### Task input
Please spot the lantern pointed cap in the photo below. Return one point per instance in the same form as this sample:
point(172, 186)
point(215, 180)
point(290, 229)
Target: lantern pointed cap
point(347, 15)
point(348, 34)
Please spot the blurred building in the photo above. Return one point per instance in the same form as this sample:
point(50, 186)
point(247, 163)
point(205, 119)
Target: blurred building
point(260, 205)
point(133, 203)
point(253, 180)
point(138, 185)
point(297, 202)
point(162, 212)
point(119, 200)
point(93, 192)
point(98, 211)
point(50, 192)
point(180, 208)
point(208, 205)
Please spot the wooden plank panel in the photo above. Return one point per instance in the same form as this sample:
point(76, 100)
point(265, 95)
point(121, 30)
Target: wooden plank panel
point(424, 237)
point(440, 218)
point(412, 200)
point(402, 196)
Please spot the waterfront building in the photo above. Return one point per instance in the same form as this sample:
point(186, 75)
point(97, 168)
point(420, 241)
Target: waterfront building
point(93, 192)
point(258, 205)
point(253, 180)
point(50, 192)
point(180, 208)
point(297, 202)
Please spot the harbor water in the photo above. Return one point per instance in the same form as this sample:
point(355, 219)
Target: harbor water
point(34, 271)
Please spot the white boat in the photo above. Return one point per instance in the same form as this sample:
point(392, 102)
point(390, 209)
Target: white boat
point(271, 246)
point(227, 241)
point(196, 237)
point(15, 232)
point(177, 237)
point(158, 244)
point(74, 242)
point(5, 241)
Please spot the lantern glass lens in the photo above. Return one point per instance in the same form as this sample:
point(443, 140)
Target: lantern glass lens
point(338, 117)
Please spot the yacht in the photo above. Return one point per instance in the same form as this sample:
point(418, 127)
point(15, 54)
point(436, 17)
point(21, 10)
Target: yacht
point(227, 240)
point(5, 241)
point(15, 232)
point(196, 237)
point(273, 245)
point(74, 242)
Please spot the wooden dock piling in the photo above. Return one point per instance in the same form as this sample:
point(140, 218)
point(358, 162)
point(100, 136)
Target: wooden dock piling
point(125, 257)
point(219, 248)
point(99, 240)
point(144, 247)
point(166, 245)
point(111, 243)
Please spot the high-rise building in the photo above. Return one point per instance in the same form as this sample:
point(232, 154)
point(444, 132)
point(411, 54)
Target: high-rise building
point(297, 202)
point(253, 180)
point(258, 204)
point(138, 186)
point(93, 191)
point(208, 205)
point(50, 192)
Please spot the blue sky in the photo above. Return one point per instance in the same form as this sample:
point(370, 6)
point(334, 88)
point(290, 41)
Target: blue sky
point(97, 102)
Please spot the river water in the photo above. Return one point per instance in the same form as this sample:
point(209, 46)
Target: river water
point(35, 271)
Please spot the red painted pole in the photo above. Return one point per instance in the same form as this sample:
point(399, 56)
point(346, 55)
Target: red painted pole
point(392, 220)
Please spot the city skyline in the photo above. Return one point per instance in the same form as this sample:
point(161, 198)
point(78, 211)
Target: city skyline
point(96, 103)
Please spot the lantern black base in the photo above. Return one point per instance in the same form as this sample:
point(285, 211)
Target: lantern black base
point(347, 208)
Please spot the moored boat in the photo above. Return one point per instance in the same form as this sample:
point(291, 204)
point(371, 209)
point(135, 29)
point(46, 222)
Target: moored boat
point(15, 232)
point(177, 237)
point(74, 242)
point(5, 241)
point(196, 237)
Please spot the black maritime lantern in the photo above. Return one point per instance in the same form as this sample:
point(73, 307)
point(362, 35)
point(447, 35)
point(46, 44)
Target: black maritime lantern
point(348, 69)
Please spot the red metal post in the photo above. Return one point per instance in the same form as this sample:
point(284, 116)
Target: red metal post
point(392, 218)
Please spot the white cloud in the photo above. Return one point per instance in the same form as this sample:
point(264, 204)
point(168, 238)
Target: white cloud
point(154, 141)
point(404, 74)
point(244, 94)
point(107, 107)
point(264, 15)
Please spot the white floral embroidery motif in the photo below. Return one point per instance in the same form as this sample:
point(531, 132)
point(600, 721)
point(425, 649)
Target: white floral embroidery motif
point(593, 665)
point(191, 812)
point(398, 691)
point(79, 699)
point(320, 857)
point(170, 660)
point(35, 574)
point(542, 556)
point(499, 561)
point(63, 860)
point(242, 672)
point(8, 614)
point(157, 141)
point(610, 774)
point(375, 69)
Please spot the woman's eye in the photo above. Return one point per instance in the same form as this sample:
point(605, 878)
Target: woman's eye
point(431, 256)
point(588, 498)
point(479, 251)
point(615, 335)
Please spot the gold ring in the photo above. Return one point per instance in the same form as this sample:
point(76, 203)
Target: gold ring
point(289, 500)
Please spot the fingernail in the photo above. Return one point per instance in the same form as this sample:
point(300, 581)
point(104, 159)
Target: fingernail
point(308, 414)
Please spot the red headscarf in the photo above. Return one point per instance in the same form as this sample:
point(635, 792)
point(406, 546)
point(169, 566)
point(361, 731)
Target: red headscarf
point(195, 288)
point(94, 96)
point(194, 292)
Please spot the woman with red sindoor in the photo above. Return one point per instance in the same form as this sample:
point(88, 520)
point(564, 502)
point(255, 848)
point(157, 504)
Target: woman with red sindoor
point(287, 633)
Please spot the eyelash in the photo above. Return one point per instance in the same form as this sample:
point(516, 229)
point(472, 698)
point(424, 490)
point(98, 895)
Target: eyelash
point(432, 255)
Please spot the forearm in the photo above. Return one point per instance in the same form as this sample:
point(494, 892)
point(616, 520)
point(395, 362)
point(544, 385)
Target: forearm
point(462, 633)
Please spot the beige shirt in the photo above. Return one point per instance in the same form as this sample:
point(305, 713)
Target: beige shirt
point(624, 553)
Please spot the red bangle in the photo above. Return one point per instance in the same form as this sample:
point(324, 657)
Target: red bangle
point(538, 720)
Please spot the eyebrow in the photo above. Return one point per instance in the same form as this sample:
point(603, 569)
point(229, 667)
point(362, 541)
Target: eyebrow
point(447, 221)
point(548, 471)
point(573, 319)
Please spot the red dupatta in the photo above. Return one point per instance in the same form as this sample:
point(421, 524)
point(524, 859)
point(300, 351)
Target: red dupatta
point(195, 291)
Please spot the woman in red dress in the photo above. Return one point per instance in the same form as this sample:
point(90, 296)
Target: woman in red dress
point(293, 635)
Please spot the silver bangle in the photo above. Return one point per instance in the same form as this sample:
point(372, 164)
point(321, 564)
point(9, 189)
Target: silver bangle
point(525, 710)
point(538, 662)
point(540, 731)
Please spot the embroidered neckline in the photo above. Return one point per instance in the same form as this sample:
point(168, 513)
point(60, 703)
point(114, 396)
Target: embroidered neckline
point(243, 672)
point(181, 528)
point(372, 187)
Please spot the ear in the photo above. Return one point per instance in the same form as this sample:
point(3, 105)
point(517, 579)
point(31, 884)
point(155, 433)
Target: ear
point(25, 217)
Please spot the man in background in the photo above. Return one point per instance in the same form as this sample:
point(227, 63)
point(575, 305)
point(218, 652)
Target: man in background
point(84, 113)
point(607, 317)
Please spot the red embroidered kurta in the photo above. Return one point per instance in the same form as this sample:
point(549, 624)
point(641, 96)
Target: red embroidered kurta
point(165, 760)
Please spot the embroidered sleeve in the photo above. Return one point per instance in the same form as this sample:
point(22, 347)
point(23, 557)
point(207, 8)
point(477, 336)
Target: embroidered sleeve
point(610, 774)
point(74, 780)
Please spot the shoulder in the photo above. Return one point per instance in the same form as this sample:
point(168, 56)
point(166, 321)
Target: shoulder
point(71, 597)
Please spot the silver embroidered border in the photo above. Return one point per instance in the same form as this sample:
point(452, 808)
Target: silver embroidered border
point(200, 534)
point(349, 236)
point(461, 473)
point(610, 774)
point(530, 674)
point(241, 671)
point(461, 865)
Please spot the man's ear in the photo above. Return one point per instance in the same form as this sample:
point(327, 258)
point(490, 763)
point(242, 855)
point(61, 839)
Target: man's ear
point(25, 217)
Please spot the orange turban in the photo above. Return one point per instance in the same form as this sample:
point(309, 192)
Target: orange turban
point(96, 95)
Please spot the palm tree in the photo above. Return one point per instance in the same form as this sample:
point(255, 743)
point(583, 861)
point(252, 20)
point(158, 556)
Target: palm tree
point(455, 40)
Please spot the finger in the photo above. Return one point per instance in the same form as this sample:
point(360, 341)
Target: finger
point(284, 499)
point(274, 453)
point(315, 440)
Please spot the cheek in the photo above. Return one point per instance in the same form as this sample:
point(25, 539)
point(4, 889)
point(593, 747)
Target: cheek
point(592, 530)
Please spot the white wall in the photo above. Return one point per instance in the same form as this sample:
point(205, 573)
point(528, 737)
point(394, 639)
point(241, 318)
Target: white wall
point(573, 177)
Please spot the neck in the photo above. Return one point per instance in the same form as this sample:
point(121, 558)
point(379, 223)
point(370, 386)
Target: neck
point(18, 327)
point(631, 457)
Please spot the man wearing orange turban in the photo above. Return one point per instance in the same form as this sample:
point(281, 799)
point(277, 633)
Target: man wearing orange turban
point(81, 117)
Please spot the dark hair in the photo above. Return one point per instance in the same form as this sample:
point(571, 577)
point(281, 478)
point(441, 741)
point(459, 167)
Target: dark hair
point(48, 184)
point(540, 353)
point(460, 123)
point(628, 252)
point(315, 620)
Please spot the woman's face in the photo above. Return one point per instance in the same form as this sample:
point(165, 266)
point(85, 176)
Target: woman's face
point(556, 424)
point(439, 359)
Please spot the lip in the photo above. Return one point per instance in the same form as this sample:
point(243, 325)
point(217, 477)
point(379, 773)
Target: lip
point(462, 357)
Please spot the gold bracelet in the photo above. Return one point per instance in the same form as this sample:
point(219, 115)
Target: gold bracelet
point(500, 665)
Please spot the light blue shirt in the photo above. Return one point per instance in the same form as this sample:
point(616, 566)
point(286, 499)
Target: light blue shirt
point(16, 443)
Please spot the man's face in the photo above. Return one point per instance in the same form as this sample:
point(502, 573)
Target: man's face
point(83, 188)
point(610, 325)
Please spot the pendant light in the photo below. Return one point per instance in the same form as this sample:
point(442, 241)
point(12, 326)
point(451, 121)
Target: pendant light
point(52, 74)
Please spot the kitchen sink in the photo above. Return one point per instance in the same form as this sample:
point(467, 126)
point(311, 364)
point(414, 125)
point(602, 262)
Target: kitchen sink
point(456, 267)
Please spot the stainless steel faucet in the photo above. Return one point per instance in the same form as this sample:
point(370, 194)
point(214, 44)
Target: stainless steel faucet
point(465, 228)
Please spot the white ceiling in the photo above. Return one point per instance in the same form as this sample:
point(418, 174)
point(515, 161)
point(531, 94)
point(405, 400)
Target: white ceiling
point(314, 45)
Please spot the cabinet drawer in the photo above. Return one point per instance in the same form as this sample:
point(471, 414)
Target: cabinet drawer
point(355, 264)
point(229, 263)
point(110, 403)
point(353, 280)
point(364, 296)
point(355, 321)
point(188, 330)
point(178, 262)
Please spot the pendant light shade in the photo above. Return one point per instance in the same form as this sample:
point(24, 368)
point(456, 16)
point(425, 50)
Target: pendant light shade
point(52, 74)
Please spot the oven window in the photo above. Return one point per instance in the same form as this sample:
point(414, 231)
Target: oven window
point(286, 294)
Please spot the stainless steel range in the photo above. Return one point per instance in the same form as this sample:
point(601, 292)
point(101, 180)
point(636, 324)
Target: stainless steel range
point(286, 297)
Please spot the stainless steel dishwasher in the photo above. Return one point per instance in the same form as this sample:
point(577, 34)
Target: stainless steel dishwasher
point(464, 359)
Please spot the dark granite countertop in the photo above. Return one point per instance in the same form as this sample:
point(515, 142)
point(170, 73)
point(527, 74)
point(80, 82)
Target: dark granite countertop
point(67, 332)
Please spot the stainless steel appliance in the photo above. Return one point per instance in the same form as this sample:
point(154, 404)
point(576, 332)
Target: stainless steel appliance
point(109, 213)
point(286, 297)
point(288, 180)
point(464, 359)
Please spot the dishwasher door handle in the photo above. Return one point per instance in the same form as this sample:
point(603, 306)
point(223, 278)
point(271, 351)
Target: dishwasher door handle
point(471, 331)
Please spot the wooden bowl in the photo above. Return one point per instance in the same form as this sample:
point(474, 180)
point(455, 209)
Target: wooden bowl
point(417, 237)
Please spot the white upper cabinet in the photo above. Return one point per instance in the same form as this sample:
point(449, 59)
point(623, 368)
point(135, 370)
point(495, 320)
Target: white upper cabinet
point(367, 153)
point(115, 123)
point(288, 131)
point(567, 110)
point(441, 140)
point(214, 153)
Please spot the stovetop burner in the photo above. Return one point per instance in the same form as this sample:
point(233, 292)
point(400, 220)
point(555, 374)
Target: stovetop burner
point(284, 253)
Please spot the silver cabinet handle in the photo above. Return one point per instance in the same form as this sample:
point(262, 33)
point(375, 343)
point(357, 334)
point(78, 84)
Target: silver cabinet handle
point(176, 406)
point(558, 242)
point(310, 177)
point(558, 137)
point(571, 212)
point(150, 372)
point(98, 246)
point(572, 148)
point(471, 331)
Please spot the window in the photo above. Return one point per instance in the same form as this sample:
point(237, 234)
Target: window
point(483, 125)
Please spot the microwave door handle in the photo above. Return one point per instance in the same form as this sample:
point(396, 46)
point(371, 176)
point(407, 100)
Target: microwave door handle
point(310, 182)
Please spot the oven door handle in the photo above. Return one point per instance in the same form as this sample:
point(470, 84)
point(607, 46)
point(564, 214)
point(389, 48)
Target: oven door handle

### Work task
Only the lines from the one containing "Please spot the oven door" through the end of the entries above belong in the answer; repeat them exactly.

### Exercise answer
Please spot the oven door handle in the photo above. Return one point per instance in the same form as this sample:
point(470, 84)
point(607, 46)
point(564, 214)
point(389, 48)
Target: oven door handle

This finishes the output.